WHAT IS REQUIRED |
For the string "great", search the entries below and copy every line where it appears.

DATASET RECORDS |

- - -

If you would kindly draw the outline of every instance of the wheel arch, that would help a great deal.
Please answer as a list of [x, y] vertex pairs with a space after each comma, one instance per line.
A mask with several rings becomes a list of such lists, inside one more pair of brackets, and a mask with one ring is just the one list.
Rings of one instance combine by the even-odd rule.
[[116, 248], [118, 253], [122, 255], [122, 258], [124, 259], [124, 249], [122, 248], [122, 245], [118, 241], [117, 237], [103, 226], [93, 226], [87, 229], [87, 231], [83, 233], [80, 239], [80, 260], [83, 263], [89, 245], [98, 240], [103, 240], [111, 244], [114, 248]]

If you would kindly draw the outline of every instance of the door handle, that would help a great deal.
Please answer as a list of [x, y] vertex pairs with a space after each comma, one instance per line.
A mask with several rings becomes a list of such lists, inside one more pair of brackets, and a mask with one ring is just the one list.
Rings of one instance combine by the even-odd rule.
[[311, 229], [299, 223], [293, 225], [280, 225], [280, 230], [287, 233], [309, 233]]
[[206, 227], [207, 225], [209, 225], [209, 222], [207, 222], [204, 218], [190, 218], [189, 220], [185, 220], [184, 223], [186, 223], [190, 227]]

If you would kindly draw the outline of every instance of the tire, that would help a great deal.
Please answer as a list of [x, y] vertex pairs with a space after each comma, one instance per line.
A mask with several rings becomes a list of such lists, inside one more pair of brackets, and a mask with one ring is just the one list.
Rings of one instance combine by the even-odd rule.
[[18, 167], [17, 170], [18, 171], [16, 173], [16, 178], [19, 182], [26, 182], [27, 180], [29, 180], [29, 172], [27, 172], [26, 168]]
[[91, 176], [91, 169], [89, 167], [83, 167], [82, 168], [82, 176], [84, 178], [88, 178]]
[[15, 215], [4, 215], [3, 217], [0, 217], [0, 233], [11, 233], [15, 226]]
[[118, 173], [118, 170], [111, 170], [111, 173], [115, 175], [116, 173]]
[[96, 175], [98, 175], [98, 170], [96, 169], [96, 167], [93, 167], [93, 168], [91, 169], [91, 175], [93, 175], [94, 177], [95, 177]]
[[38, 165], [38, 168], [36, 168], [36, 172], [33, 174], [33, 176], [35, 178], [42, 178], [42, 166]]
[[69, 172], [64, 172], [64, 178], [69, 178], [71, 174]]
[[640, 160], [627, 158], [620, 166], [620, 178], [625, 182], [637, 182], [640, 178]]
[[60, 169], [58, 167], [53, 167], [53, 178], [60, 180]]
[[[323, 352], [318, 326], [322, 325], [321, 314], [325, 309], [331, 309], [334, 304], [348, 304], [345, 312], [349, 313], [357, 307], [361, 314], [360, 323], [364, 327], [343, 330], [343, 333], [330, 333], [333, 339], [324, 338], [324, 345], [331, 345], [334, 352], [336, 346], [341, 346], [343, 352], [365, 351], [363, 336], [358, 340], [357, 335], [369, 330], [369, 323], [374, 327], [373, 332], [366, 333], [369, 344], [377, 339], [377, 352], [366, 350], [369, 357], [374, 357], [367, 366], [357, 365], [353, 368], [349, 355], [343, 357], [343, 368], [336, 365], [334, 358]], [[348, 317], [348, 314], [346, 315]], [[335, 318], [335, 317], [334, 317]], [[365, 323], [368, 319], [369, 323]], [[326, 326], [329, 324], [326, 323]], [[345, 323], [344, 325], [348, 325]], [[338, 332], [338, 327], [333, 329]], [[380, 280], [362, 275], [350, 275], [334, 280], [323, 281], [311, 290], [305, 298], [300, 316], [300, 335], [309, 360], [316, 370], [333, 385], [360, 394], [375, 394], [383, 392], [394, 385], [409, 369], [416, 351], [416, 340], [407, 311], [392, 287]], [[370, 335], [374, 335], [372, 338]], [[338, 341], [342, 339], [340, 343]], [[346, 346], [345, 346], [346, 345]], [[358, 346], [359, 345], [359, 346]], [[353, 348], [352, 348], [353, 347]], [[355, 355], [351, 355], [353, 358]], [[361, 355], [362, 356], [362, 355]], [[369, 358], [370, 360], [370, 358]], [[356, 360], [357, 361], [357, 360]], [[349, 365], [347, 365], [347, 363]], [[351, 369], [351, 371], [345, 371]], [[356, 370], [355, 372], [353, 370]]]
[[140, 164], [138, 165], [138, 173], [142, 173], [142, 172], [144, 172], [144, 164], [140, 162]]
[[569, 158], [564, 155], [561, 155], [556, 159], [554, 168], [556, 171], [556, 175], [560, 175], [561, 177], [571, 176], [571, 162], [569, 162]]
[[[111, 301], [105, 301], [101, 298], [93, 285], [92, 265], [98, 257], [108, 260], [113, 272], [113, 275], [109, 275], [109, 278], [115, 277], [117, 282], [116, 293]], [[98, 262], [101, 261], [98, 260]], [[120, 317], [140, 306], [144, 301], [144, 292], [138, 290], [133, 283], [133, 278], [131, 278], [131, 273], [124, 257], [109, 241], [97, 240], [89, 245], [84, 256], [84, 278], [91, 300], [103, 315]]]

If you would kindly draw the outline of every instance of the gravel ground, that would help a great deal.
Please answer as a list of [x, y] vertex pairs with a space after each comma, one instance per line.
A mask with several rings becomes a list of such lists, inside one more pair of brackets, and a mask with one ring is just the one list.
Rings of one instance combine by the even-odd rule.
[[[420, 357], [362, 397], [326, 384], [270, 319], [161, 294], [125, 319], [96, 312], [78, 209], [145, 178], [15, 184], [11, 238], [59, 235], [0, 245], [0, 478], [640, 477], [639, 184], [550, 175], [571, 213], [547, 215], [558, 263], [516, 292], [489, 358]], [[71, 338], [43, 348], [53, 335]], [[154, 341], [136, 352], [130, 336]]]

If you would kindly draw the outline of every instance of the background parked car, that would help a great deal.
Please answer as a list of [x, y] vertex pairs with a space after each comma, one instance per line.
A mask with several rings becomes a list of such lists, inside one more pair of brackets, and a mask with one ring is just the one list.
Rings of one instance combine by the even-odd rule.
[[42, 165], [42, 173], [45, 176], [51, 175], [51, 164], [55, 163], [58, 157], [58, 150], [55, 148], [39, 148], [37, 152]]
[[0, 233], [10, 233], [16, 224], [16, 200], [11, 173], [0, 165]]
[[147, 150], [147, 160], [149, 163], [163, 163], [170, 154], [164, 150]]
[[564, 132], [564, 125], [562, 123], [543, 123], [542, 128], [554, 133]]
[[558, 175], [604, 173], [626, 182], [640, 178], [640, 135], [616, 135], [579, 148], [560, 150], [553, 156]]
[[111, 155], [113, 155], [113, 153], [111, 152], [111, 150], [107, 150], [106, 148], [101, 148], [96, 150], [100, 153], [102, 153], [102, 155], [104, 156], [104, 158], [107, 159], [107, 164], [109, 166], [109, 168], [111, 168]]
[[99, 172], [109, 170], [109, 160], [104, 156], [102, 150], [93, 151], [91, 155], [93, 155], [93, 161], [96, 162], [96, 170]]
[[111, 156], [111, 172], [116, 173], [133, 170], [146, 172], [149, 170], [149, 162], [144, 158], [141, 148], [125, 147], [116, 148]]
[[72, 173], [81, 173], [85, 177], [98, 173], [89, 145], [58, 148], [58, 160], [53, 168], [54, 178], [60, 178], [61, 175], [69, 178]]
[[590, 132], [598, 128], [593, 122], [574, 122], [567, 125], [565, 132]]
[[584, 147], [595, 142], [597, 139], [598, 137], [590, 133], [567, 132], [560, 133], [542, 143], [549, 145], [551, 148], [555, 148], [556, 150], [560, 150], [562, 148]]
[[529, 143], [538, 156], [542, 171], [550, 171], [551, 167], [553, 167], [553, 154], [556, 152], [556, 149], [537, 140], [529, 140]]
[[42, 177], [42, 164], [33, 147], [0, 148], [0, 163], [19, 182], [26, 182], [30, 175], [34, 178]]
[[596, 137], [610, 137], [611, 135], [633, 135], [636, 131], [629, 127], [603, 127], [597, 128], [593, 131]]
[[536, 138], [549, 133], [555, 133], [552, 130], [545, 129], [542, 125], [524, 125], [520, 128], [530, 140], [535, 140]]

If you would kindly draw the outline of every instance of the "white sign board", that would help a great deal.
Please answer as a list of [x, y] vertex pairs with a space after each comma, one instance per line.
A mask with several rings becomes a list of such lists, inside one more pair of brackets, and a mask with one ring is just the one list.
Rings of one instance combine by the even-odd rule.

- - -

REPLY TO THE TASK |
If you would kindly draw the outline of every instance of the wheel arch, that would help a great deal.
If you would kindly draw the outline of every instance of the door handle, that would help a great deal.
If you would kindly draw the outline of every instance of the tire, that would help a great deal.
If you would kindly draw the outline of every instance of the gravel ground, that would help a great deal.
If you would kindly draw the outline of every instance of the background parked car, that would help a great deal.
If you would kindly draw the outline of every instance of the "white sign board", that would help a great deal.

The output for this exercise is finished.